Task to complete:
Only the lines from the one containing "patch, dropping a point on every instance." through the end of the material are to be echoed, each exactly as it appears.

Recorded information:
»»
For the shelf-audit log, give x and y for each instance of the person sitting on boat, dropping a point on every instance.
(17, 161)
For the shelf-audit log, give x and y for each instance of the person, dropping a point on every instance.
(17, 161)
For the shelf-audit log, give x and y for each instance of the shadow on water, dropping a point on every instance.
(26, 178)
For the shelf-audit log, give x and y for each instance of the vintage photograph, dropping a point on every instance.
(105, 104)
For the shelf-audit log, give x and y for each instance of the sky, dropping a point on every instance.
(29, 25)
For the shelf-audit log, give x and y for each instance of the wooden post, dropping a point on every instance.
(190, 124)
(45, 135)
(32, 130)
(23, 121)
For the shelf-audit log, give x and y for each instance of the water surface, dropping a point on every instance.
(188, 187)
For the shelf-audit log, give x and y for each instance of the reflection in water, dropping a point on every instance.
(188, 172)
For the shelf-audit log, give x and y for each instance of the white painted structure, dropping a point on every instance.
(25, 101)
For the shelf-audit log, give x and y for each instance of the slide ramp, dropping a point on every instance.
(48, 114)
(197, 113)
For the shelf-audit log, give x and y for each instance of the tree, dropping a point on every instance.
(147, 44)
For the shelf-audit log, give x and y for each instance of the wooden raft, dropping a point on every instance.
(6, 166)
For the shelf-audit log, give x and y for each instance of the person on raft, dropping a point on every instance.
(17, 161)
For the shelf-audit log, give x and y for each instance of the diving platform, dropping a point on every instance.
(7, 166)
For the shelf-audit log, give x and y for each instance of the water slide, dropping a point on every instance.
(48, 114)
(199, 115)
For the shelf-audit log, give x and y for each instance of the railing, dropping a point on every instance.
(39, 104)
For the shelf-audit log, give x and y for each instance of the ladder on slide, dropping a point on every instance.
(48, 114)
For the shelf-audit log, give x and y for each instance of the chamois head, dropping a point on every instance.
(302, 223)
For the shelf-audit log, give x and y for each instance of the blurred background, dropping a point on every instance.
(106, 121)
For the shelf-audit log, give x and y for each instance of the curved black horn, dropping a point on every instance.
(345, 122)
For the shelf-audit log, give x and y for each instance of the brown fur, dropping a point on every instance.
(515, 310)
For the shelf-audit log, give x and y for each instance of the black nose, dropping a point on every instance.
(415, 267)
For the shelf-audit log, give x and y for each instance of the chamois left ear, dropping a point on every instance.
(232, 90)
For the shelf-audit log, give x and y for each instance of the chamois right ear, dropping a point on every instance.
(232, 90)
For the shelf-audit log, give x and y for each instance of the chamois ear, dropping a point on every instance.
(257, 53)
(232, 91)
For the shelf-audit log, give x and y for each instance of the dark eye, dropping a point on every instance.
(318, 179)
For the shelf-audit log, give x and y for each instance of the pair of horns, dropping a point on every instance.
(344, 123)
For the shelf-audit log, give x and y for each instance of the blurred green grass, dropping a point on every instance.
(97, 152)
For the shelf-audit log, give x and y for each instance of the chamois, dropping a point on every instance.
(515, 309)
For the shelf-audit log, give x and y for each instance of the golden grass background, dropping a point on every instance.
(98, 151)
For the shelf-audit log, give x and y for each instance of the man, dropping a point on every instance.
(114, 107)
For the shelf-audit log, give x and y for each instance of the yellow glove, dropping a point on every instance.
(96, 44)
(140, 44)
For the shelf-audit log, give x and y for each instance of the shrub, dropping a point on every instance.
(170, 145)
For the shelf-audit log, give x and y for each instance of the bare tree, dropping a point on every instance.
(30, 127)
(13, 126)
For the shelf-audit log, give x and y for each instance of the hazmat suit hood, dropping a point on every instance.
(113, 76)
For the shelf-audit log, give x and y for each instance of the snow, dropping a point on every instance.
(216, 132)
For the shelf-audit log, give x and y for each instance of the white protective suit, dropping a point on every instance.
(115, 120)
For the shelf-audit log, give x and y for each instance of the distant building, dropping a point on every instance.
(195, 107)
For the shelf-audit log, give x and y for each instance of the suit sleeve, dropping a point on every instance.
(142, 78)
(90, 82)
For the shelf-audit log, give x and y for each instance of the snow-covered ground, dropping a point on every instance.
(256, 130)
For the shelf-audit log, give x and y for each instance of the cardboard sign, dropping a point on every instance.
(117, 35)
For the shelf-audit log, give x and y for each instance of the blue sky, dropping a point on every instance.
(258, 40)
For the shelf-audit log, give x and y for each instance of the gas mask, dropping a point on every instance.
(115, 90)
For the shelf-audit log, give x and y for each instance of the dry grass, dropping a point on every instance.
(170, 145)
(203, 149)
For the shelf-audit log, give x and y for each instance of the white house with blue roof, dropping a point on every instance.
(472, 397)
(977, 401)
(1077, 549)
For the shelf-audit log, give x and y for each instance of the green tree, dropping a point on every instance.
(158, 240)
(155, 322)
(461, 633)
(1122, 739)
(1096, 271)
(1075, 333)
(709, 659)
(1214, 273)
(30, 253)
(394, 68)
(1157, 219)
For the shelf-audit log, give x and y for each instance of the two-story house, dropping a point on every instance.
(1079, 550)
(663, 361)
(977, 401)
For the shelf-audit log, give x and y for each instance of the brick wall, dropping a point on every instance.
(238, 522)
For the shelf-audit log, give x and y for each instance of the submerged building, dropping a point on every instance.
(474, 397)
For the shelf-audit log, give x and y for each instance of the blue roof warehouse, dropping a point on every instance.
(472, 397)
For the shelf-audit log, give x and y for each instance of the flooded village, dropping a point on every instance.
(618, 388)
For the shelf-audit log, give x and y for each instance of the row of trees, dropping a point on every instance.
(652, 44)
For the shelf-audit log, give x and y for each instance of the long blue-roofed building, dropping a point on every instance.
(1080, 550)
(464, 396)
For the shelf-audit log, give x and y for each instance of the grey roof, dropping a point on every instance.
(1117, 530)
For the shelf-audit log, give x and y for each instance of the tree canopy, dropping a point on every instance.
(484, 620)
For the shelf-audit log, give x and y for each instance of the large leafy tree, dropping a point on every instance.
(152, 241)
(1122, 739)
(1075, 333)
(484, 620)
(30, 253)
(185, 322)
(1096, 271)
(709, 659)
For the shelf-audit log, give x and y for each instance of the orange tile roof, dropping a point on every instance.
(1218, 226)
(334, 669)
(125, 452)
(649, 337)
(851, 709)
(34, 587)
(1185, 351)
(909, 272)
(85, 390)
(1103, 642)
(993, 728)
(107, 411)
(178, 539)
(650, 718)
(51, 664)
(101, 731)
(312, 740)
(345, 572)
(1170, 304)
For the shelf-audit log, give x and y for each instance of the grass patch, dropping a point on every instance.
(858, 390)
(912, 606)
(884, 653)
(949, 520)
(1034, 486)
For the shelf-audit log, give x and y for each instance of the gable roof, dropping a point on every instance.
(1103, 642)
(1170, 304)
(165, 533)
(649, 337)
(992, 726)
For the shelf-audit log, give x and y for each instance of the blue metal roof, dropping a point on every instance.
««
Problem solution:
For the shelf-audit log, give x and y for each instance of the grass patch, dropping a point on every instance.
(858, 390)
(912, 606)
(884, 653)
(949, 520)
(1034, 486)
For the shelf-audit log, give x and y for each instance of the gable roof, dropping a point on every instance.
(1103, 642)
(1170, 304)
(165, 533)
(649, 337)
(992, 726)
For the shelf-audit log, give x and y for each instance of the blue metal roof, dropping a point on every instance.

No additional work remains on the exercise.